Tasks and exercises.
a - List every task named in the physical demands analysis that Ritchie-Smith Feeds provided, as given in the text below about the Philps human rights case.
b - In the text below about the Philps human rights case, on what date did Ritchie-Smith terminate Philps' employment?

Text for analysis.
On April 6, 2016, Ritchie-Smith terminated Philps’ employment because “it appears that you will not be able to return to your previous work as a truck driver in the foreseeable future.”

Philps submitted a complaint to the Canadian Human Rights Commission alleging that his disability was a factor in his termination, making it discriminatory under the Canadian Human Rights Act. Ritchie-Smith Feed argued that Philps was unable to perform the duties of the truck driver position, providing a physical demands analysis that included tasks such as frequent low-level lifting of 20-pound loads, waist-level lifting of the 30-pound sucker house, frequent above-shoulder lifting of 25-pound loads, and handling the 50-pound bags of grit.

The tribunal found that the chronic pain from which Philps suffered after his surgery — related to his injuries stemming from the car accident — that prevented him from working was clearly a disability. Ultimately, his inability to work or provide an estimated return to work was the reason his employment was terminated, so his disability was a factor in his termination. As a result, Ritchie-Smith Feeds had to prove that his restrictions prevented him from performing his job duties and it couldn’t accommodate him in any way, said the tribunal.

Duty to accommodate

Based on the physical demands analysis, the tribunal agreed that the physical requirements of the truck driver position, which Ritchie-Smith Feeds considered in terminating Philps, were rationally connected to the job and were created in good faith. These were two of the three elements of the test to prove a bona fide occupational requirement that justified discrimination in the decision to terminate employment.

Source information.
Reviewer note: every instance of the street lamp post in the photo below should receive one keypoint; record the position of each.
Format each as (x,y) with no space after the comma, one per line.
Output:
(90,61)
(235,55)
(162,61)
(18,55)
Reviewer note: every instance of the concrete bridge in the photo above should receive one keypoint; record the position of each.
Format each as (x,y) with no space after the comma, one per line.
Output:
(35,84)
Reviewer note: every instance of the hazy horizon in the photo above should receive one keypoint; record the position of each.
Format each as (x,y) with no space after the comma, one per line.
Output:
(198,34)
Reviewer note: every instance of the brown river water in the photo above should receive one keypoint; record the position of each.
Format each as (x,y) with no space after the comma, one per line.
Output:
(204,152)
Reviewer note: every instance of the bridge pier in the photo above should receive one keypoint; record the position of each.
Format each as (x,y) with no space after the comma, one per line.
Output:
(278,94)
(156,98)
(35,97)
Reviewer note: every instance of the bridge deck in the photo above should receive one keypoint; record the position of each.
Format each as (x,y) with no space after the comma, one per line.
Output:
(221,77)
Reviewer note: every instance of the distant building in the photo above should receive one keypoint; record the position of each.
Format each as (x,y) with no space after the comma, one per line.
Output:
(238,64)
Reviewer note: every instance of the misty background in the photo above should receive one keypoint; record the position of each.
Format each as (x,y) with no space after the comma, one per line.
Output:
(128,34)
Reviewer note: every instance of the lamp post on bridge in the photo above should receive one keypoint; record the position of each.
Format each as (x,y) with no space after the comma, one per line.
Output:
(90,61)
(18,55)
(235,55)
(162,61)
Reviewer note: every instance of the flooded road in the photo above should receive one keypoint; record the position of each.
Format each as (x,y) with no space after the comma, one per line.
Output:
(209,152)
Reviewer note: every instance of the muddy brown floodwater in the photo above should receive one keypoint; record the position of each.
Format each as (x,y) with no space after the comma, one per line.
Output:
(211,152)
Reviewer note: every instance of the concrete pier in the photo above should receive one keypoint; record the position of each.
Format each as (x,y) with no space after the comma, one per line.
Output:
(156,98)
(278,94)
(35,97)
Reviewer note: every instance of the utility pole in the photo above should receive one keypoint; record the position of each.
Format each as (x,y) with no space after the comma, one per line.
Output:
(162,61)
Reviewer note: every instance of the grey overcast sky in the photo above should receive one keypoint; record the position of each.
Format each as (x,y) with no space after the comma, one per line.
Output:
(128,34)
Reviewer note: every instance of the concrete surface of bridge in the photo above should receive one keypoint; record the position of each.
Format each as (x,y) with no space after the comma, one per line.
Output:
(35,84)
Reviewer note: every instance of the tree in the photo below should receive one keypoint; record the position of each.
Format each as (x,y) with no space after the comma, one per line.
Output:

Task responses.
a -
- Frequent low-level lifting of 20-pound loads
- Waist-level lifting of the 30-pound sucker house
- Frequent above-shoulder lifting of 25-pound loads
- Handling the 50-pound bags of grit

b - April 6, 2016.